Excerpted text:

================================

While people died or living in the worst living conditions, Numerous political analysts, military strategists, and journalists strongly believe  that the Syrian Civil War is fundamentally rooted in a geopolitical rivalry between Russia and the United States, along with their respective allies in the region, concerning natural gas pipelines traversing Syria en route to European markets. The United States and its allies proposed the construction of the Qatar–Turkey pipeline, aiming to diminish Europe’s reliance on Russian natural gas, particularly crucial during winter months when many European households depend on Russian supplies. Conversely, Russia and its allies sought to thwart this project and instead promote the Iran–Iraq–Syria pipeline.

Syrian President Bashar al-Assad rejected Qatar’s Proposal to construct a $10 billion Qatar-Turkey pipeline through Saudi Arabia, Jordan, Syria, and Turkey. Allegedly, this refusal prompted clandestine CIA efforts to instigate a Syrian civil war, with the objective of pressuring Assad to step down and facilitate the installation of a pro-American leader who would endorse the pipeline deal. Leaked documents from 2009 indicate that the CIA commenced funding and supporting opposition factions in Syria to incite civil unrest.

Russia supports Assad’s opposition to the Qatar-Turkey pipeline, favoring the promotion of the Iran-Iraq-Syria pipeline, which would bolster Russia’s allies and enhance Iran’s economy. However, such business ventures in Syria have come at a significant human cost. The United States needed only some dates to start the project. There was hate fuming in Syria on Assad’s Addiction to power. Taking advantage of the situation, the United States has raised the Syrian Democratic Forces and other factions to challenge Assad’s regime.

There are suspicions that even the Islamic State might have been a product of US intelligence, akin to the Taliban in Afghanistan. In this volatile scenario, various parties have vested interests: Turkey, Israel, Russia, Iran, everyone has blood on their hands.

Syria has undergone fragmentation, with various entities asserting control and pursuing their own interests. The Assad regime still holds sway over most of the territory, officially recognized as the Syrian Arab Republic, and maintains influence in key cities like Damascus. Assad’s support network includes powerful allies such as Russia, Iran, China, and surprisingly, some Arab nations including Saudi Arabia.

In northeastern Syria, the independent Administration of North and East Syria (AANES), also known as Rojava, serves as a de facto independent entity. Rojava aspires to autonomy inside Syria’s federal and democratic structure, not total independence. The area is divided into autonomous sub-areas that include Afrin, Jazira, Euphrates, Raqqa, Tabqa, Manbij, and Deir Ez-Zor. In the midst of the ongoing Rojava conflict in 2012, it gained de facto autonomy, with the Syrian Democratic Forces (SDF), the country’s recognized armed force, playing a crucial role. 

The region has widespread support for its dedication to independent, pluralist, egalitarian, feminist, and universal democratic ideals in discussions with different groups and parties. Significant Kurdish, Arab, and Assyrian communities coexist with lesser ethnic Turkmen, Armenian, Circassian, and Yazidi populations in northeastern Syria, which has a diversified population.

================================

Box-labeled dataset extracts
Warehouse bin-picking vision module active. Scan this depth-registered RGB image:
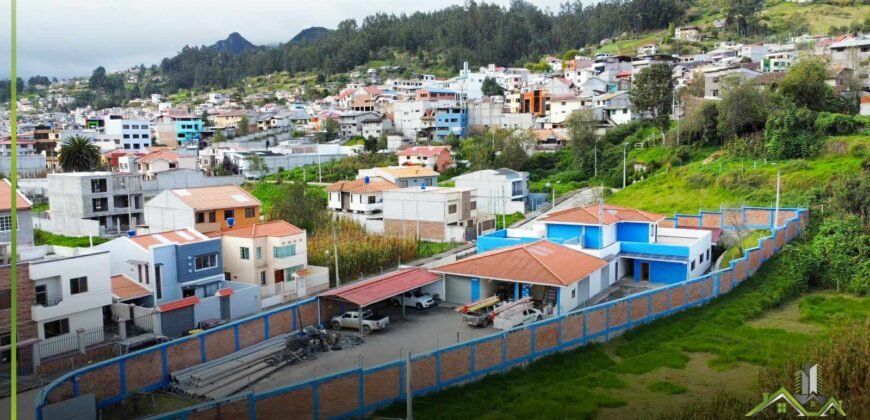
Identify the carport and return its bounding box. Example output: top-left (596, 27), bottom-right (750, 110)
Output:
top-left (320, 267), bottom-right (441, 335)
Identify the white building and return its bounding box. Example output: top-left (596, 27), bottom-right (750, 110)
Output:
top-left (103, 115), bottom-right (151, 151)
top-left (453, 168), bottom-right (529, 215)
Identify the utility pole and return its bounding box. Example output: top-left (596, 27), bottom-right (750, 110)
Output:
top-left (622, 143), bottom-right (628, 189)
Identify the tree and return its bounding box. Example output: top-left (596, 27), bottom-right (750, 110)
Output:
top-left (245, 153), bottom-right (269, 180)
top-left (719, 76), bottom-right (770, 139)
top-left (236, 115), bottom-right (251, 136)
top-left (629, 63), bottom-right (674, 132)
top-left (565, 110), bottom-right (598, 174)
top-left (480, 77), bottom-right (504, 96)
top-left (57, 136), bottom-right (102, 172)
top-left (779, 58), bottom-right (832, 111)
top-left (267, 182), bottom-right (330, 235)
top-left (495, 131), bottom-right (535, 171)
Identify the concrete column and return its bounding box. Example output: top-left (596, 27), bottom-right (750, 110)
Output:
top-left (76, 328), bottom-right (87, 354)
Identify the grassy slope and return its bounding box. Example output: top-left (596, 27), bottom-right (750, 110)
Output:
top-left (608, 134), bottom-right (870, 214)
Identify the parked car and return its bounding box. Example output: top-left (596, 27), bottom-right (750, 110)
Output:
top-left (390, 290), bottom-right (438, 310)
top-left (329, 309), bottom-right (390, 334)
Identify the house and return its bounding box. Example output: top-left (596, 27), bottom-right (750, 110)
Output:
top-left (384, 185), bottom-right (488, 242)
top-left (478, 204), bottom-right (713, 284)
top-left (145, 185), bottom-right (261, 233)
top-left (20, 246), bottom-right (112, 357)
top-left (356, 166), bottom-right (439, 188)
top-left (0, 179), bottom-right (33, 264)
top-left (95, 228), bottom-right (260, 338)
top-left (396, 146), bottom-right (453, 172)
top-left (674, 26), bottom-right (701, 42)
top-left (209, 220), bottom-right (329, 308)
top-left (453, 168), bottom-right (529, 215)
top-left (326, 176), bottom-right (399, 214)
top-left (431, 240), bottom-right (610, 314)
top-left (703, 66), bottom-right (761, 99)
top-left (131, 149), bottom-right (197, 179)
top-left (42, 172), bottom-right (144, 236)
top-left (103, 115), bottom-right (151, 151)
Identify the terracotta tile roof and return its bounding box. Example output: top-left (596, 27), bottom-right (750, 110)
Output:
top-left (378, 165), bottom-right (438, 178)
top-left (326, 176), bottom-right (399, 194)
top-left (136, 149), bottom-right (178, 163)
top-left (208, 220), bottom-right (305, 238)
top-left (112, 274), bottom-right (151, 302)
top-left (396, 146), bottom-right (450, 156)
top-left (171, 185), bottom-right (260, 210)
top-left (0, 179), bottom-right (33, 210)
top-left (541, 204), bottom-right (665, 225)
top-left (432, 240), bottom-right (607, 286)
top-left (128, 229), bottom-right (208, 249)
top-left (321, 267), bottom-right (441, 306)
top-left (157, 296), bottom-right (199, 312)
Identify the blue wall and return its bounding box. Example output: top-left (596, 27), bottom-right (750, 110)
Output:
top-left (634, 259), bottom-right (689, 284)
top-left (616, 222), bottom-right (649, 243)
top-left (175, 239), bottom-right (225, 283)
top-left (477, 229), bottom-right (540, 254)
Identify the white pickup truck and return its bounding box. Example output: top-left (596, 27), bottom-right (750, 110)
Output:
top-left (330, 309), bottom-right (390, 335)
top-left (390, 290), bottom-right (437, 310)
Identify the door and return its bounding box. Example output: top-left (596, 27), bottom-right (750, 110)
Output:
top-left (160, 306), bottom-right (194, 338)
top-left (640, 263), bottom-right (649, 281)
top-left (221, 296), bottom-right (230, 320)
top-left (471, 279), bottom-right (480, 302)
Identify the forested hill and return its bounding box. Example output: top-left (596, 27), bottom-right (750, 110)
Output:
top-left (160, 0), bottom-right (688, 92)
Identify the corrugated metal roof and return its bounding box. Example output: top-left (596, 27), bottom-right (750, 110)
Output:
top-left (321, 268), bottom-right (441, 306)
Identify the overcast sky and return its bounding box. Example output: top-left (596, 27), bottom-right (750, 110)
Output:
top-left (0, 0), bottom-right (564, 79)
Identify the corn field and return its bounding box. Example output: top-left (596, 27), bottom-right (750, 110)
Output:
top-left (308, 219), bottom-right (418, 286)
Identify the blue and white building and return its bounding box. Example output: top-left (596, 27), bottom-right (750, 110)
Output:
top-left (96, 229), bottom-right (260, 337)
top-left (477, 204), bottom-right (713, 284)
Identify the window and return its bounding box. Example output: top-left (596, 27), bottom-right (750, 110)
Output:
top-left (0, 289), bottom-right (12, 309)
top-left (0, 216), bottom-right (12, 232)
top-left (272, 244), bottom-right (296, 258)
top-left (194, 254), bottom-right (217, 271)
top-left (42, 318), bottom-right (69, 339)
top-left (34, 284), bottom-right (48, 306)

================================

Jobs:
A. In the passage on the Syrian conflict, what is the stated cost of the pipeline Qatar proposed to build?
B. Write a continuation of the passage on the Syrian conflict, picking up after its final sentence.

Expected outputs:
A. $10 billion.

B.
If the Autonomous Administration of North and East Syria (AANES) succeeds in facing various challenges, including authoritarian tendencies, corruption, conflicts with Turkey, Kurdish forces, and Islamic State factions, there could be a possibility of a Syrian partition akin to the examples of Germany, Vietnam, and Korea. This scenario might entail a split between a Russia-backed Assad-controlled Syria and a West-backed AANES-controlled Syria.

Apart from the Assad and Syrian Democratic Forces (SDF) administrations, there exists the Syrian Interim Government (SIG), established by the National Coalition for Syrian Revolutionary and Opposition Forces, serving as an alternative governance structure in Syria. The SIG claims to be the sole legitimate government representing the Syrian opposition, challenging the authority of the Council of Ministers of the Syrian Arab Republic. Headquartered in Azaz, Aleppo Governorate, the interim government exercises indirect control over certain areas within the country. Turkey is in support of SIG and the weird United States who already made the situation complex also supports SIG sometimes.

The Syrian Free Army (SFA), also known as the New Syrian Army (NSA) or Revolutionary Commando Army, is a Syrian opposition faction that controls territory near the Jordan–Syria border. It has received training from the United States Army and has been stationed at al-Tanf. Established as an expansion of the Allahu Akbar Brigade by defectors from the Syrian Arab Army and other rebels during the Syrian Civil War, the New Syrian Army aimed to drive out the Islamic State from southeastern Syria. 

The Syrian Salvation Government, established in early November 2017 in Idlib Governorate, serves as a de facto alternative to the Syrian opposition’s governance. It was formed under the leadership of the Hay’at Tahrir al-Sham (HTS) rebel coalition. Following its inception, tensions emerged between the Syrian Salvation Government (SSG) and the Syrian Interim Government (SIG), leading to reports of HTS unilaterally dissolving several SIG-supported local councils across northwestern Syria. While HTS officially declares its independence from the civilian administration of the Salvation Government, labeling their relationship as a “partnership” aimed at providing security and an alternative to the Ba’athist government, some analysts challenge this assertion. They argue that HTS maintains control over the SSG’s security and economic sectors, using the SSG as a political facade.

Interestingly, these opposing factions do not cooperate or attempt to form a unified government, despite not being opposed to the idea of a united Syria. While major opposition factions with ties to the United States receive financial or military assistance, they fail to forge alliances among themselves. This raises suspicions about the true interests of the United States in the region, especially as Russia remains steadfast in supporting Assad’s official government. As we delve deeper into the situation, questions arise about the possibility that the Islamic State’s foreign vehicles and weapons may not be coincidental.

The once prominently featured brutality of the war has now given way to an uneasy stalemate. As aspirations for regime change diminish and peace negotiations prove fruitless, some regional governments are reconsidering their opposition to engaging with Syrian leader Bashar al-Assad. With the government reclaiming control over much of the country, Assad’s grip on power appears increasingly secure.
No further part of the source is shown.